[SUPPLIED DATA]
## BEGIN
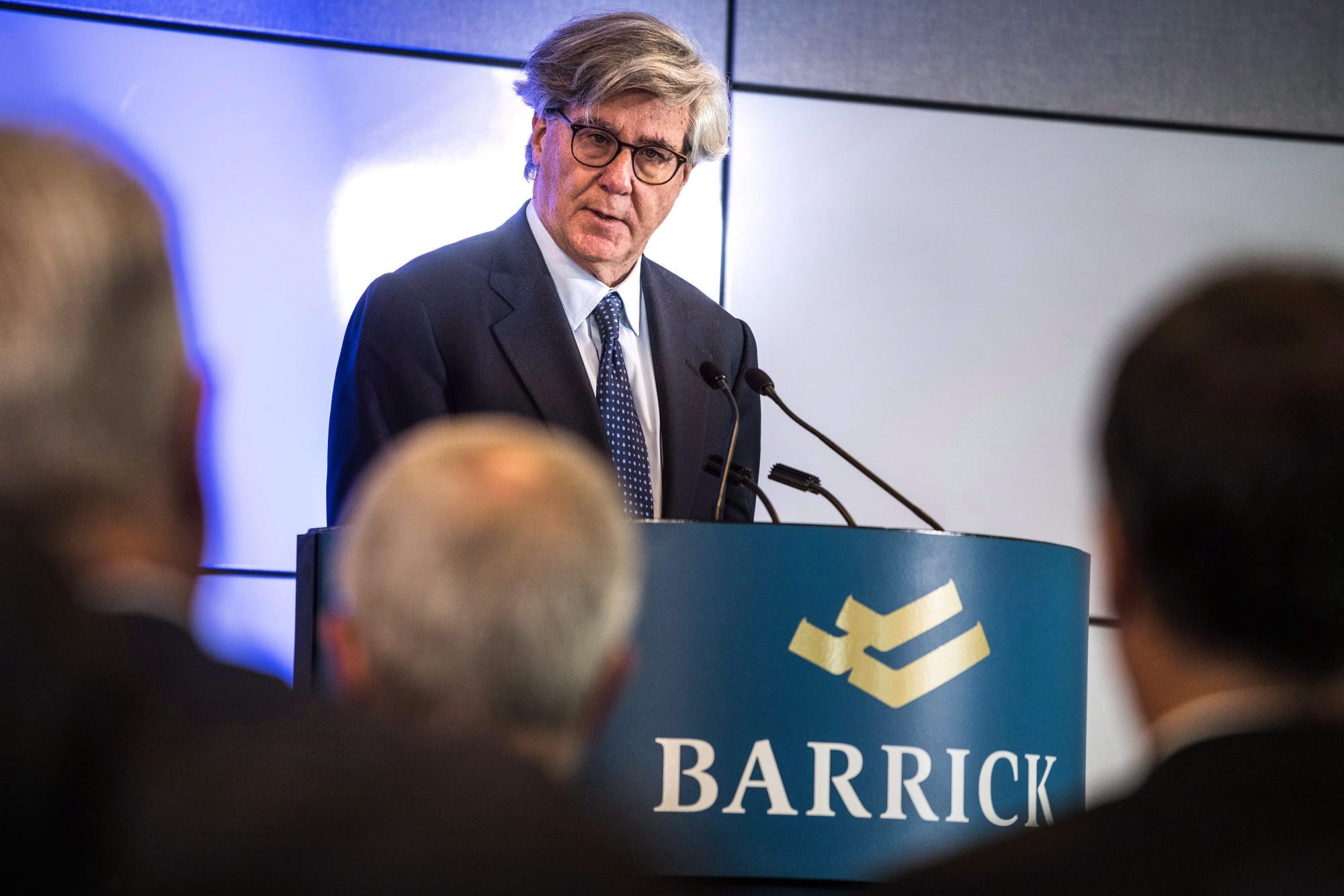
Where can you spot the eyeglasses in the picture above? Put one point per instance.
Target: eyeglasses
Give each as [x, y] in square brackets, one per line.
[597, 147]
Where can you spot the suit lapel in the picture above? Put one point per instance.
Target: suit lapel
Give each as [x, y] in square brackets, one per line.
[537, 339]
[683, 397]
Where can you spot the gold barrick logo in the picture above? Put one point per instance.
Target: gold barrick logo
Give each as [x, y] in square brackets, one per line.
[868, 629]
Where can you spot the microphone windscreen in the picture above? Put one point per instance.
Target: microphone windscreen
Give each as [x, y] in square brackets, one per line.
[794, 478]
[759, 381]
[713, 375]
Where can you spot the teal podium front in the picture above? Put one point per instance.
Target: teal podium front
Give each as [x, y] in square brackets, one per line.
[831, 705]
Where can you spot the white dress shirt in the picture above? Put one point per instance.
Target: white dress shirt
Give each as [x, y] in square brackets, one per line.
[580, 295]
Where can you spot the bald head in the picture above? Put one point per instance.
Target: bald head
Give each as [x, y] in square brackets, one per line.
[490, 573]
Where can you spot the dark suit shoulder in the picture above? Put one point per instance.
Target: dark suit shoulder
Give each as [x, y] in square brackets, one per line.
[471, 259]
[694, 299]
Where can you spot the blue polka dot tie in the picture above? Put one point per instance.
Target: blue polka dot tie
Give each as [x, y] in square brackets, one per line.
[616, 404]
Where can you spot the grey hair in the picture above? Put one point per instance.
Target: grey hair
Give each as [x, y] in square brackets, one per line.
[593, 58]
[490, 570]
[92, 361]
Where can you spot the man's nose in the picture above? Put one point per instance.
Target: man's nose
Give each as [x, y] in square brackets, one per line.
[619, 175]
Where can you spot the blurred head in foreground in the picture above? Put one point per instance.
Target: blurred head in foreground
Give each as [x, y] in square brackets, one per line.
[97, 404]
[491, 584]
[1224, 452]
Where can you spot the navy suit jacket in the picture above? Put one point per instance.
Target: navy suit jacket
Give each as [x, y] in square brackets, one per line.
[478, 327]
[1244, 815]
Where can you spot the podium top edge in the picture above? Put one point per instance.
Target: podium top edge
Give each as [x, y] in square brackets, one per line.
[873, 529]
[819, 526]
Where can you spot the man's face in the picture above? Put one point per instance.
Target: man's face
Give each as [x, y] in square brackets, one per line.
[603, 218]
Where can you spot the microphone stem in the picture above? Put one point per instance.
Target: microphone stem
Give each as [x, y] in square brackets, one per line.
[839, 507]
[760, 494]
[933, 525]
[728, 459]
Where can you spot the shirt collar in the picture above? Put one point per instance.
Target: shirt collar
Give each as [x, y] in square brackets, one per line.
[580, 291]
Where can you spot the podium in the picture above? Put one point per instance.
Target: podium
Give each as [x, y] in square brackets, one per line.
[830, 705]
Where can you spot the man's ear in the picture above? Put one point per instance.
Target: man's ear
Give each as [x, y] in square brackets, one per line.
[1120, 576]
[350, 659]
[540, 126]
[618, 667]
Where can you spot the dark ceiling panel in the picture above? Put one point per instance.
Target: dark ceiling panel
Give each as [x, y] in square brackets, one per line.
[1236, 64]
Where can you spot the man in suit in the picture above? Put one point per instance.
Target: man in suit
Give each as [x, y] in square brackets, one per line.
[1225, 562]
[132, 762]
[490, 582]
[557, 315]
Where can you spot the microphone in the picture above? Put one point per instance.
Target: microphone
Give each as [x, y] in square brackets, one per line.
[716, 379]
[807, 483]
[760, 384]
[740, 475]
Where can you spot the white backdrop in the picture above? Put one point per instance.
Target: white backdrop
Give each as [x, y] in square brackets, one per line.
[943, 294]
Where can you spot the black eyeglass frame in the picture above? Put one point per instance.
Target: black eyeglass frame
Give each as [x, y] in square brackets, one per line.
[620, 146]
## END
Put everything from the start of the lines above down to the line containing "[1224, 452]", that line included, into a numbered list. Skip blank lines and leave out the pictures.

1. Where can you spot the eyeglasses in the picture above? Put one point per instance.
2. Target: eyeglasses
3. Give each as [x, y] in square brackets, one per line.
4. [597, 147]
5. Where can you spot the suit lapel in the picture above? Put one point per instance.
6. Target: suit lapel
7. Give each as [x, y] in square brackets, one per line.
8. [537, 339]
9. [683, 397]
10. Where can you spot the gold barrick logo in the picture above? Put one point per instance.
11. Target: gold barrick logo
12. Give each as [x, y] in square brackets, one per line.
13. [868, 629]
14. Where can you spot the microphone windscreen in the picture above? Put one point per instance.
15. Target: microphone windscreen
16. Give each as [x, y] in square brackets, one per line.
17. [794, 478]
18. [759, 381]
19. [713, 375]
20. Where can you spot the teal podium front in the picture above? Put one point per instance.
21. Target: teal podium front
22. Give each as [x, y] in square brackets, one per line.
23. [831, 705]
24. Where can you spot the white dress shirt in the picture above? Put one point per instance.
25. Target: white dress shirt
26. Give each as [x, y] in square brackets, one per line.
27. [580, 295]
28. Where can you spot the bald head in the picture above? Put one point per instance.
29. Target: bald head
30. Give each as [x, y] in square brackets, one per line.
31. [490, 573]
32. Where can you spot the dark suit shoulder in the picture above? Put one point per instance.
33. Target: dark suit shoulder
34. Give each as [x, y] in square brackets, one per line.
35. [471, 259]
36. [694, 299]
37. Where can you spot the blue polka dot tie in the picture above? Put one point per instance.
38. Target: blue polka dot tie
39. Give each as [x, y] in square brackets, one per line.
40. [616, 404]
41. Where can you spot the grey hair in the picture above? Put one point per instance.
42. Target: grey hair
43. Give each as [x, y] in square brackets, one per line.
44. [593, 58]
45. [490, 570]
46. [92, 361]
47. Where can you spot the man's nose in the picture above? Put one point per instance.
48. Target: man's nose
49. Give each as [x, y] in square brackets, one per line.
50. [619, 175]
51. Where can you spot the blurred head in foreground in the picture above? Put one point per instance.
52. Target: blurred head in foreground
53. Give each as [x, y] in square brackets, one per line.
54. [97, 404]
55. [491, 584]
56. [1224, 452]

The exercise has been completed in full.